* Given task: Can you retype, character for character, the part of the winpty thread that opens with the words containing "I'd expect that" and closes with "the Terminal::sendLine width."?

— start Text excerpt —

I think a better way to accomplish this is to set (useLargeReads, maxReadLines) to (false, 1). https://github.com/rprichard/winpty/blob/4978cf94b6ea48e38eea3146bd0d23210f87aa89/src/agent/LargeConsoleRead.cc#L50.

I'd expect that change to help mitigate the situation -- actually, if it works, it's probably a good idea.

I'm not sure what is expected to appear at the end of the ReadConsoleOutput buffer -- IIRC, I've only seen CHAR_INFO records that are all zeros -- effectively black-on-black NUL. I wonder about the effect on the console->terminal conversion code here, https://github.com/rprichard/winpty/blob/4978cf94b6ea48e38eea3146bd0d23210f87aa89/src/agent/Terminal.cc#L369. I'm guessing it'd output an entire line, followed by a color change to Black-on-Black-plus-Conceal, followed by NULs that the terminal ignores? The workaround should probably include code removing zeroed CHAR_INFO values from the Terminal::sendLine width.

Edit: fix "followed by two NULs that the terminal ignores" -- it could be one NUL or any number of NULs.

[rprichard]

@miniksa Can you confirm that when this issue (i.e. the double-column ReadConsoleOutput bug) occurs, that the fields of the trailing CHAR_INFO values will be zero?

[rprichard]

This workaround would reduce the likelihood of a successful Scraper::scrollingScrapeOutput tentative read, but I think that's acceptable. I think it doesn't affect correctness, because the Scraper checks at the end whether the sync marker moved while it was reading screen buffer data and properties.

@shirosaki FWIW, that change would break Scraper::findSyncMarker, which assumes it can read an entire screen buffer column (3000 lines) efficiently and atomically.

[miniksa]

@rprichard The problem is that ReadConsoleOutput* is going to give you different information depending on whether the original text was written with WriteConsoleOutputA, WriteConsoleOutputW, WriteFile, WriteConsoleA, or WriteConsoleW AND whether or not a Raster font or TrueType font is used at the time.

— end Text excerpt —
— start Provided material —

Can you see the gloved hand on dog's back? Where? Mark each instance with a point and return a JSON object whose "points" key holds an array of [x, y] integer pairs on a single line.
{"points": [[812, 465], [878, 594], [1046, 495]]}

— end Provided material —

* Complete answer:
I'd expect that change to help mitigate the situation -- actually, if it works, it's probably a good idea.

I'm not sure what is expected to appear at the end of the ReadConsoleOutput buffer -- IIRC, I've only seen CHAR_INFO records that are all zeros -- effectively black-on-black NUL. I wonder about the effect on the console->terminal conversion code here, https://github.com/rprichard/winpty/blob/4978cf94b6ea48e38eea3146bd0d23210f87aa89/src/agent/Terminal.cc#L369. I'm guessing it'd output an entire line, followed by a color change to Black-on-Black-plus-Conceal, followed by NULs that the terminal ignores? The workaround should probably include code removing zeroed CHAR_INFO values from the Terminal::sendLine width.